• _Material provided_
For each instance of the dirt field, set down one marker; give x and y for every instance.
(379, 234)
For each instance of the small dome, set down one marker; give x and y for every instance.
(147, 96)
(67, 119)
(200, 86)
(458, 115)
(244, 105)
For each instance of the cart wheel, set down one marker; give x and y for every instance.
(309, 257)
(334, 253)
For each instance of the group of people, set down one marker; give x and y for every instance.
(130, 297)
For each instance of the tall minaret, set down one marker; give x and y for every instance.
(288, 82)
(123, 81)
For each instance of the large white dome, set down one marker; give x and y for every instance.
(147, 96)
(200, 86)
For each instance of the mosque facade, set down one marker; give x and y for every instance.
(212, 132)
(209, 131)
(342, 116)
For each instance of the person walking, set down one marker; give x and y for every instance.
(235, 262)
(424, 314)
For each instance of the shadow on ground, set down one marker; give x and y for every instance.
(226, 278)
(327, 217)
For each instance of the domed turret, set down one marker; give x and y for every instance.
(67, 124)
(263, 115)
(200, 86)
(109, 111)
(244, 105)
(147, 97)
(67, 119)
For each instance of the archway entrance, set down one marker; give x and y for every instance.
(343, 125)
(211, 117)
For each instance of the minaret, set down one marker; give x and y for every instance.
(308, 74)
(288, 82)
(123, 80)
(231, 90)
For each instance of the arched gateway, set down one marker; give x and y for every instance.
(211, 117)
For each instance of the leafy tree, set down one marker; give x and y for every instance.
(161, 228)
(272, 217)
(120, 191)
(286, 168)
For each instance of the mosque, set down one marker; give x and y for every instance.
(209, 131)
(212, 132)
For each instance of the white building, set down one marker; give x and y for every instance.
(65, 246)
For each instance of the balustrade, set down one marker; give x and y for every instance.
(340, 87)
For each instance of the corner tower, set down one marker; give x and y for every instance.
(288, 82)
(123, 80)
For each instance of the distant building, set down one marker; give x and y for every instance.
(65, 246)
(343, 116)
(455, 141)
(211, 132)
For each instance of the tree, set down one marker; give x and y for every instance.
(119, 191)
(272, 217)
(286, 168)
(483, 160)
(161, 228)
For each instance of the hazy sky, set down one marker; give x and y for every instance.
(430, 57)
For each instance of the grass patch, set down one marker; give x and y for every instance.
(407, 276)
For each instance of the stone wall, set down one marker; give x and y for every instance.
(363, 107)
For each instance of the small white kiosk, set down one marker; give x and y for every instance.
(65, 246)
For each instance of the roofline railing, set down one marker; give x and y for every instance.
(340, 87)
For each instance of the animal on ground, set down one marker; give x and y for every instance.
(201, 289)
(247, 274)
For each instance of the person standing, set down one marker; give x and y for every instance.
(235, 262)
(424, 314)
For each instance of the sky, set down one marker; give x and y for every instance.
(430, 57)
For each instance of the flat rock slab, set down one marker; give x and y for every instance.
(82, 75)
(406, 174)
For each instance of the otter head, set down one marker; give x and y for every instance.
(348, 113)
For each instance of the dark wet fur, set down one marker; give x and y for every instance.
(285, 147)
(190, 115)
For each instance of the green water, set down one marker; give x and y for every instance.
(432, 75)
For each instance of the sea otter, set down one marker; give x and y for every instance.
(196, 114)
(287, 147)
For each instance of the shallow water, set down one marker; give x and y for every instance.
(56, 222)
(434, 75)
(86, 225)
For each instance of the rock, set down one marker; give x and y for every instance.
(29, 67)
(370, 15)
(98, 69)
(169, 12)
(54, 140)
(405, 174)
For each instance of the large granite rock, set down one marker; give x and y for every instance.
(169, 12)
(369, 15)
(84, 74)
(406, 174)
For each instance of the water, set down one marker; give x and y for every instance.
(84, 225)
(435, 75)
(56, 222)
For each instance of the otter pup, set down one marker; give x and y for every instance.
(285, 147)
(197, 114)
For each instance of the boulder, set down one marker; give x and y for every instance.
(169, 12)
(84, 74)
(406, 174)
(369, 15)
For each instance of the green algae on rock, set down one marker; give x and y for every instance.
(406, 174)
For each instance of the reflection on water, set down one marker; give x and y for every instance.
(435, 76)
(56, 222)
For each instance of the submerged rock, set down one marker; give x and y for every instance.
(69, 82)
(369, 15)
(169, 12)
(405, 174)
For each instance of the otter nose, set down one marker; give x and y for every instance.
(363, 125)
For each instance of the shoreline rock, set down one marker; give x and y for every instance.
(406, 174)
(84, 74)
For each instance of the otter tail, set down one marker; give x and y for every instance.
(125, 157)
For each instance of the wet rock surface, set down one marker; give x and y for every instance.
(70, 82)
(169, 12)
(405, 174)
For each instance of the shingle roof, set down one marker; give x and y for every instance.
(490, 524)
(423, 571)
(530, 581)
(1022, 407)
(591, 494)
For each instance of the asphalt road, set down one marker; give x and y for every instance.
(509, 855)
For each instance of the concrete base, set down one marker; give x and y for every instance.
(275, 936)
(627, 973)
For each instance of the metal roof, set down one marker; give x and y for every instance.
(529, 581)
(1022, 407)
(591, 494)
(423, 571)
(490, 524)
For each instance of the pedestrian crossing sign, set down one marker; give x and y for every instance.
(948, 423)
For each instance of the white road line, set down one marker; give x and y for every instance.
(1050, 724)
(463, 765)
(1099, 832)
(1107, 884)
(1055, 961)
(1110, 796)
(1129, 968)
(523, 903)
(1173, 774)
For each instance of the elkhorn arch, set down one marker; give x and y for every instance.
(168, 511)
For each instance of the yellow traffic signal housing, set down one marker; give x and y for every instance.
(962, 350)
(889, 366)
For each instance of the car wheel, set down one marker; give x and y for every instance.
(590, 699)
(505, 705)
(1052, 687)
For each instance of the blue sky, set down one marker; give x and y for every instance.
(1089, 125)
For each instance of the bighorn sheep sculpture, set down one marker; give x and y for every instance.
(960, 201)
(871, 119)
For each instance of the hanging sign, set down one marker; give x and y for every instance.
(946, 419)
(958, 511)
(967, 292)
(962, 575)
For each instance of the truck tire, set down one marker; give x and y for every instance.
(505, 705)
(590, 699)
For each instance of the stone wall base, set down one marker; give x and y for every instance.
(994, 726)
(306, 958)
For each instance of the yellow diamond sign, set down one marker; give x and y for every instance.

• _Directions_
Please copy the entire listing, leaving each line exactly as written.

• _Exercise result_
For each instance of the dirt field, set down one marker; give x and y for every instance.
(379, 234)
For each instance of the small dome, set down one marker; give x and y for every instance.
(147, 96)
(67, 119)
(200, 86)
(458, 115)
(244, 105)
For each instance of the cart wheel, set down one marker; give x and y for every instance.
(309, 257)
(334, 253)
For each instance of the group of people, set down one marker; give x and y for every instance.
(130, 297)
For each instance of the tall minaret, set down one marker; give x and y for every instance.
(288, 82)
(123, 81)
For each instance of the large white dome, set down one marker; give x and y for every instance.
(147, 96)
(200, 86)
For each instance of the mosque facade, set down one marker; give x and y for every instance.
(212, 132)
(209, 131)
(342, 116)
For each instance of the person walking, set down one marker; give x and y for every instance.
(235, 262)
(424, 314)
For each instance of the shadow on ground, set down one marker; give x and y for every instance.
(226, 278)
(327, 217)
For each instance of the domed turret, set down one marker; give x and y for every instance.
(67, 124)
(263, 115)
(200, 86)
(109, 111)
(244, 105)
(147, 97)
(67, 119)
For each instance of the archway entrance, set down one marker; give x and y for every instance.
(343, 125)
(211, 117)
For each instance of the minaret, set down one marker; give x and y for every instance.
(308, 74)
(288, 82)
(123, 80)
(231, 90)
For each instance of the arched gateway, set down one marker; give x and y for every instance.
(211, 117)
For each instance of the leafy tree, set down one marker; give x and y for every instance.
(161, 228)
(272, 217)
(120, 191)
(286, 168)
For each instance of the mosque, set down one marker; give x and y for every instance.
(209, 131)
(212, 132)
For each instance of the white building, set down one marker; give x and y for every instance.
(65, 246)
For each instance of the balustrade, set down one marker; give x and y for every instance.
(340, 87)
For each instance of the corner tower, set down one marker; give x and y for every instance.
(288, 82)
(123, 80)
For each instance of the distant building, set down one marker; give x and y for every instance.
(65, 246)
(343, 116)
(455, 141)
(211, 132)
For each instance of the tree, set down one marker; give x and y for every instance.
(119, 191)
(272, 217)
(286, 168)
(483, 160)
(161, 228)
For each instance of the hazy sky, set down one marker; give x and y for every instance.
(430, 57)
For each instance of the grass patch, set down one marker; give x and y for every instance.
(407, 276)
For each instance of the stone wall, set down one marker; give x and y for every instance.
(363, 107)
For each instance of the small white kiosk, set down one marker; give x and y for every instance.
(65, 246)
For each instance of the roofline railing, set down one marker; give x and y for every instance.
(340, 87)
For each instance of the animal on ground, set down one marker; give x and y for every instance.
(201, 289)
(247, 274)
For each instance of the person standing, set down one marker; give x and y for every instance.
(235, 262)
(424, 314)
For each instance of the sky, set down one marker; give x and y for every instance.
(430, 57)
For each instance of the flat rock slab, set down one marker; give x and y for every instance.
(82, 75)
(406, 174)
For each instance of the otter head, set down one marker; give x and y for every instance.
(348, 113)
For each instance of the dark wet fur, set down one marker; give x and y for every instance.
(285, 147)
(190, 115)
For each instance of the green water, set down one marker; give x and y for every instance.
(432, 75)
For each instance of the sea otter, set down one marker; give x and y for every instance.
(196, 114)
(287, 147)
For each instance of the shallow water, set down one marker; give x and y for every instance.
(56, 222)
(434, 75)
(86, 225)
For each instance of the rock, set down one marker; give x and y for every instance.
(29, 67)
(370, 15)
(98, 69)
(169, 12)
(54, 140)
(405, 174)
For each instance of the large granite rock, set down one marker; give x and y for every instance.
(169, 12)
(369, 15)
(84, 74)
(406, 174)
For each instance of the water, set down one marker; give x and y for every instance.
(84, 225)
(435, 75)
(56, 222)
For each instance of the otter pup, set down one marker; give x and y for every instance.
(285, 147)
(197, 114)
For each instance of the boulder, set down one marker; give x and y for every instance.
(169, 12)
(84, 74)
(406, 174)
(369, 15)
For each instance of the green algae on rock, set down one marker; give x and y for every instance.
(406, 174)
For each instance of the reflection on water, set down one marker; give x and y for every instance.
(435, 76)
(56, 222)
For each instance of the submerged rock, set down one marker; give x and y for every instance.
(69, 82)
(369, 15)
(169, 12)
(405, 174)
For each instance of the otter nose, set down one marker; give x and y for every instance.
(363, 125)
For each instance of the shoreline rock, set down one marker; give x and y for every instance.
(406, 174)
(84, 74)
For each instance of the otter tail, set down one marker; give x and y for every instance.
(125, 157)
For each instance of the wet rock surface, set down one marker; give x and y for every instance.
(70, 82)
(169, 12)
(405, 174)
For each instance of the shingle roof, set down one marker; give x and y for every instance.
(490, 524)
(423, 571)
(530, 581)
(1022, 407)
(591, 494)
For each instance of the asphalt road, set down one marker; give x and y for every instance.
(509, 855)
For each instance of the concrete base, set down one marker; give x and y for every instance.
(275, 936)
(627, 973)
For each instance of the metal roof, set down one marker; give x and y for every instance.
(529, 581)
(1022, 407)
(591, 494)
(423, 571)
(490, 524)
For each instance of the pedestrian crossing sign, set down one marker; give x and y for every instance.
(948, 423)
For each instance of the white road line, set down one marker; give x and y for every instance.
(1050, 724)
(463, 765)
(1099, 832)
(1107, 884)
(1055, 961)
(1110, 796)
(1129, 968)
(523, 903)
(1173, 774)
For each instance of the elkhorn arch, set down one marker; give x and y for every instance.
(168, 511)
For each instance of the yellow traffic signal housing, set down one marker; give x and y for every instance.
(962, 350)
(889, 366)
For each instance of the car wheel, set down one marker; give x and y for every instance.
(590, 699)
(505, 705)
(1052, 687)
For each instance of the blue sky, set down one marker; give x and y for every instance.
(1089, 125)
For each instance of the bighorn sheep sculpture, set down one marker; give x and y for every instance.
(960, 201)
(871, 119)
For each instance of the hanging sign, set down one marker; give x and y for every instance.
(946, 419)
(958, 511)
(967, 292)
(962, 575)
For each instance of the truck tire, set down one marker; give x and y for every instance.
(505, 705)
(590, 699)
For each instance of the stone wall base, set down one marker; give x and y for every instance.
(994, 726)
(306, 958)
For each instance of the yellow diamond sign, set down one marker; give x and y for every instance.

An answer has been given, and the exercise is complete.